## WORK REQUEST
Please output the whole listing below exactly as it is.

## EXERCISE MATERIALS

>>

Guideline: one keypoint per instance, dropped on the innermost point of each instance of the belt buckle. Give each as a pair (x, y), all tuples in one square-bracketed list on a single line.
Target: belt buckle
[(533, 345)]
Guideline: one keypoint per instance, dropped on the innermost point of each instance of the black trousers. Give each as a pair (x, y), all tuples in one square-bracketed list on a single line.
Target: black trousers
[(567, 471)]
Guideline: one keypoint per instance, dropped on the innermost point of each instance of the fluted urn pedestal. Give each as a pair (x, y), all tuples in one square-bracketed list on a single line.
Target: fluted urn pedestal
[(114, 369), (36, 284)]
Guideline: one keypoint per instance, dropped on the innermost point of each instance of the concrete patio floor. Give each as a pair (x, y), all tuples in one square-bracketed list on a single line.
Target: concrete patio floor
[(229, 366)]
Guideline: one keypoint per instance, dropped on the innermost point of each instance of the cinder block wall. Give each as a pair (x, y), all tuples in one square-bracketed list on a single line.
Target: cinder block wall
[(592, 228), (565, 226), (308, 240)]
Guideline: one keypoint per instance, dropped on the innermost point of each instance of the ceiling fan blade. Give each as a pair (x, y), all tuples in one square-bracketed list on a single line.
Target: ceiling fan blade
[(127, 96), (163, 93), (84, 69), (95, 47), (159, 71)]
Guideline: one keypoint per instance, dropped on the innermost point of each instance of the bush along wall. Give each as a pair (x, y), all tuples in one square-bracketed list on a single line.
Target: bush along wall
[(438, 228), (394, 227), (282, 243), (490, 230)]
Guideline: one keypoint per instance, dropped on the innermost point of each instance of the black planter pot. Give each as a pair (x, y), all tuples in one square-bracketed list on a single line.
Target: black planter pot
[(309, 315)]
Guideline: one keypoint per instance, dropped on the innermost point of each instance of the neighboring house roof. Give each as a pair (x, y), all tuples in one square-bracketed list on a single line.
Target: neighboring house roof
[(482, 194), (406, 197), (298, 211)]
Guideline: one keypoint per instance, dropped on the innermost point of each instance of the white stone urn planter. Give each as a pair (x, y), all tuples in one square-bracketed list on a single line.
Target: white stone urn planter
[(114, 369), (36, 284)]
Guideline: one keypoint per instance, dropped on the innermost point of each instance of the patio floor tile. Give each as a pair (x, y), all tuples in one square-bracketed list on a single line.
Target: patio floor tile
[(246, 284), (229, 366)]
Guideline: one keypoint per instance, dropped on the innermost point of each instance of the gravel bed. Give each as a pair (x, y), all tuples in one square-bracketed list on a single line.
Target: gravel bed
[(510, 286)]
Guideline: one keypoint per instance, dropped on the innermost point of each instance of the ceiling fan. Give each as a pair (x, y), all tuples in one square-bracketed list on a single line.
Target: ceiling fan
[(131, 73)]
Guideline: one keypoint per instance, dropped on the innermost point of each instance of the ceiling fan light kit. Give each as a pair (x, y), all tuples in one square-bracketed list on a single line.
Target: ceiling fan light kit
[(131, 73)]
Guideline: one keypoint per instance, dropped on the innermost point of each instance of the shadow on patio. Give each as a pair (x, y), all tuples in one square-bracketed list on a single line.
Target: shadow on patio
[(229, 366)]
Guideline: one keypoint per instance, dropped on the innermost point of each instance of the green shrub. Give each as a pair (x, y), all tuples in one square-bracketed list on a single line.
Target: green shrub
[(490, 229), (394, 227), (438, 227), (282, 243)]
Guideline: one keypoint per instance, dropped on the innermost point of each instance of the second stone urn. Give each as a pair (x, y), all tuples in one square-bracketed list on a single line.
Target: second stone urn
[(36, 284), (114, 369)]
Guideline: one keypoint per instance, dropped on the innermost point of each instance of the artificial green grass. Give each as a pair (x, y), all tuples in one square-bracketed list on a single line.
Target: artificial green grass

<<

## SOLUTION FOR THIS PROBLEM
Guideline: one keypoint per instance, dropped on the innermost point of each instance of the belt buckle. Give each as a pair (x, y), all tuples in one square-bracketed list on a single line.
Target: belt buckle
[(533, 345)]
Guideline: one keypoint per instance, dropped on the innermost point of each instance of the black trousers. Give each as a pair (x, y), all tuples in one square-bracketed list on a single line.
Target: black trousers
[(567, 471)]
Guideline: one keypoint per instance, dropped on the innermost point of each instance of the fluted urn pedestal. Give each as a pair (x, y), all tuples in one square-bracketed list on a single line.
Target: fluted urn pedestal
[(114, 369), (36, 284)]
Guideline: one keypoint per instance, dropped on the innermost point of each instance of the concrete patio floor. Give each as a pair (x, y), all tuples in one square-bracketed list on a single line.
Target: concrete patio floor
[(229, 366)]
Guideline: one keypoint per instance, dropped on the innermost point of each instance of the cinder block wall. Give each as a pair (x, y), all tuples in one square-bracketed list on a single line.
Target: cinder block wall
[(592, 228), (565, 226), (308, 240)]
Guideline: one keypoint per instance, dropped on the innermost point of each instance of the ceiling fan blade. Give each as a pair (x, y), all tuples in one square-bracketed list on a single line.
Target: ceiling fan blade
[(127, 96), (163, 93), (84, 69), (95, 47), (159, 71)]
Guideline: one keypoint per instance, dropped on the innermost point of each instance of the bush along wall. Give each as a pair (x, y), all tuples in one square-bracketed list on a single line.
Target: bush along wall
[(438, 228), (394, 227), (282, 243), (490, 230)]
Guideline: one keypoint per instance, dropped on the innermost point of each instance of the black planter pot. Give each as a pair (x, y), all tuples in one square-bracketed list on a single line.
Target: black planter pot
[(309, 315)]
Guideline: one keypoint per instance, dropped on the innermost point of each instance of the neighboring house roof. Give each as a pair (x, y), all tuples in one square-bracketed list on a single line.
Target: neighboring house roof
[(482, 194), (406, 197), (298, 211)]
Guideline: one keypoint per instance, dropped on the innermost point of each instance of the white stone urn planter. Give each as a pair (x, y), all tuples in one square-bracketed list on a single line.
Target: white stone urn planter
[(114, 369), (36, 284)]
Guideline: one keypoint per instance, dropped on the innermost point of each instance of the patio floor tile. Give each as a pair (x, y), all tuples in one square-bracketed list on a single line.
Target: patio floor tile
[(246, 284), (229, 366)]
Guideline: one keypoint per instance, dropped on the innermost point of each instance of the gravel bed. Give each as a pair (x, y), all tuples in one square-bracketed list on a single line.
Target: gravel bed
[(510, 286)]
Guideline: one keypoint per instance, dropped on the innermost point of each instance of the ceiling fan. Give each as a pair (x, y), all tuples in one square-bracketed list on a single line.
Target: ceiling fan
[(131, 73)]
Guideline: one keypoint per instance, dropped on the innermost point of each instance of the ceiling fan light kit. Give each as a pair (x, y), all tuples in one square-bracketed list on a single line.
Target: ceiling fan light kit
[(131, 73)]
Guideline: one keypoint per instance, dropped on the innermost point of each instance of the shadow on patio. Give each as a pair (x, y), all tuples in one square-bracketed list on a single line.
Target: shadow on patio
[(229, 366)]
Guideline: one keypoint per instance, dropped on the innermost point of each instance of the green shrub. Give each as a pair (x, y), all tuples in one square-bracketed list on a single line.
Target: green shrub
[(490, 229), (394, 227), (438, 227), (282, 243)]
Guideline: one keypoint per instance, dropped on the innermost point of each instance of the second stone urn. Give each as a pair (x, y), all tuples in one square-bracketed list on a single line.
Target: second stone urn
[(36, 284), (114, 369)]
Guideline: one keypoint per instance, dropped on the innermost point of each instance of the artificial green grass. Give each as a pair (x, y), all tuples in one square-bracketed list on a single line.
Target: artificial green grass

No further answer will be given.